(PROVIDED TEXT)
Commercial Magazine

Property TypeCast: Retail finds new strength on continued momentum

By Nick Villa

The performance of retail real estate is closely linked to the health of the U.S. consumer. How the U.S. consumer fares goes a long way to forecasting how the retail sector will perform.

One sign the consumer is doing well is a low unemployment rate, which is currently near a 50-year low at 3.8% and has remained in the sub-4% range for the past two years. Despite the Federal Reserve’s efforts to tame inflation by raising interest rates, the labor market has not reacted by slowing job creation as in past cycles, with immigration likely a reason behind its unexpected resilience. Sure, the labor market has cooled since 2022, but job openings remain plentiful with approximately 1.4 openings per each available worker. Additionally, job creation has been robust with about 3 million jobs created in 2023.

The first quarter of 2024 showed job creation was off to a strong start, averaging 276,000 new jobs per month. We’ve also seen wage growth outpace inflation since March of 2023 and initial unemployment claims have remained well below pre-pandemic levels. Thus, despite all the calls in 2023 of an imminent recession, the downturn never materialized and the real gross domestic product managed to expand by 2.5%.

Retail trade was the industry making the largest contribution to the expanding GDP in 2023, amounting to 0.58 percentage points of the gain. In a similar vein, retail sales increased by 3.2% for the entirety of 2023 and 4% on a year-over-year basis in March of 2024. The unexpectedly resilient American consumer has not only helped keep the retail sector growing throughout 2023, but also kept the U.S. economy humming along.
(End PROVIDED TEXT)
(INFORMATION SHOWN)
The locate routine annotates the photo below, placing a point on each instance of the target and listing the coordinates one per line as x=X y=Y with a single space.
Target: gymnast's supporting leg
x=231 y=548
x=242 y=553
(End INFORMATION SHOWN)
**WORK ITEM:** Continue the article on retail real estate and the U.S. consumer from its last sentence.

**EXERCISE RESPONSE:**
That said, there are challenges that lie ahead in 2024. Higher oil prices are a top concern, with crude oil rising to more than $80 per barrel in mid-April. This will ultimately weigh on growth as consumers continue to dip into their savings from pandemic-era aid.

With consumers drawing down their savings, credit card delinquencies have risen. Almost 3.5% of balances were at least 30 days past due at the end of December, according to the Federal Reserve Bank of Philadelphia. That was the highest past-due level since 2012. Additionally, the increasing cost of housing is squeezing discretionary spending levels.

The economic fallout from these crosscurrents has and will continue to be asymmetrical. On the consumer front, there are the haves and have nots, based on household incomes as well as renters versus homeowners status, for example. Lower-income households are disproportionately affected by rising prices, to which we have observed a bifurcation in spending habits between the two groups. While retailers have effectively targeted consumers operating on the lower and higher ends of the income distribution scale, the ‘missing middle’ phenomenon could leave retailers that are failing to adapt to fall farther behind.

One such retailer seeking to adapt in this changing landscape is Macy’s. The company recently announced plans to close 30% of its traditional stores and focus on smaller and smarter layouts. Other retailers, such as Walmart and Target, are utilizing similar strategies to improve sales and minimize overhead.

As the accompanying chart illustrates, the retail sector’s year-end vacancy rate has decreased only slightly over the past three years, ending 2023 at 10.3%. While these annual moves measure no more than a dozen basis points, the downward trend is expected to continue during the next two years. As vacancy rates continue to move lower, rents should experience annual increases in the mid-1% range during the same period.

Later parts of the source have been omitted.